Exercise goal: Render the entries as a two-column CSV with the headers request and answer, giving one row per entry. Put each request's text and its answer in a single quoted field, with line breaks replaced by spaces, and leave the pictures out.

Excerpts from an object pointing dataset
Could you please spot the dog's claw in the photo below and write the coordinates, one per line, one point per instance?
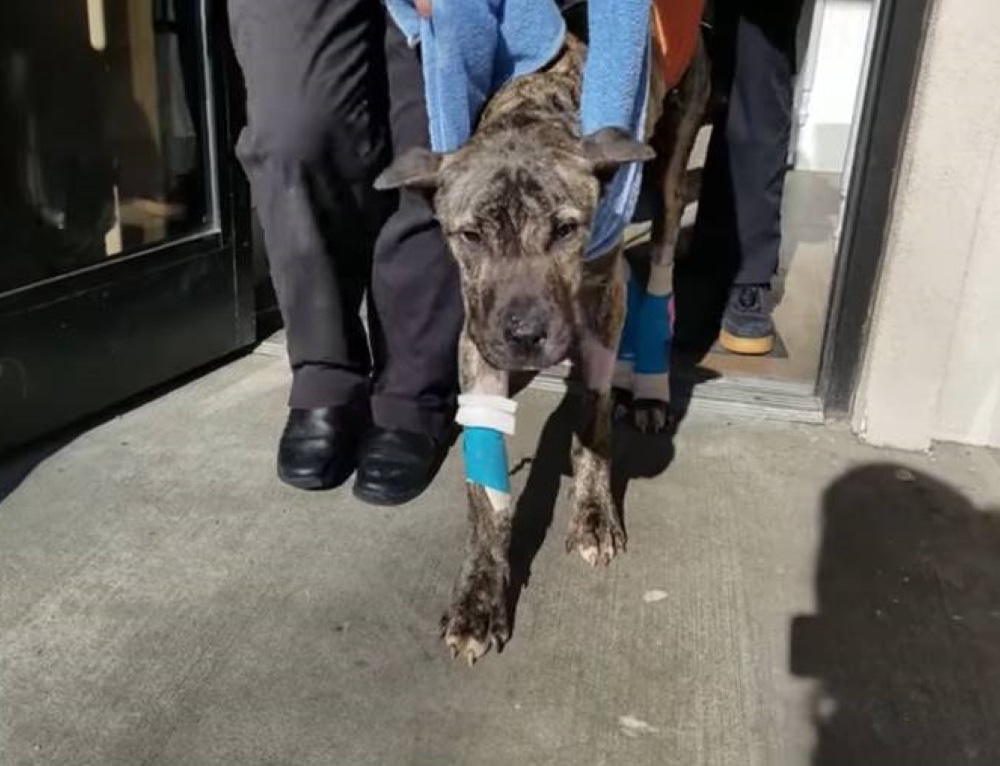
(597, 537)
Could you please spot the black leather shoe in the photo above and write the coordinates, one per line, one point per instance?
(396, 466)
(319, 447)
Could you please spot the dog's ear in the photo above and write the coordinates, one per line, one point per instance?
(609, 148)
(416, 168)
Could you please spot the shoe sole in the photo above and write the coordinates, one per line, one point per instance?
(332, 479)
(746, 346)
(382, 499)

Output below:
request,answer
"Could you please spot the dog's claw in the photo below and write the coordinates, one per line, one point per instance?","(597, 537)"
"Could you please spot the black leather shoe in the photo above and write the coordinates, one per line, one point per instance?","(396, 466) (319, 447)"
"Could you please spot the dog's ear in the photo above and write the coordinates, one per line, one point per instance?","(609, 148) (416, 168)"
"Could you please spot the shoe sole in the photo above and write the coordinates, one per line, one point per instance?","(332, 479) (746, 346) (382, 499)"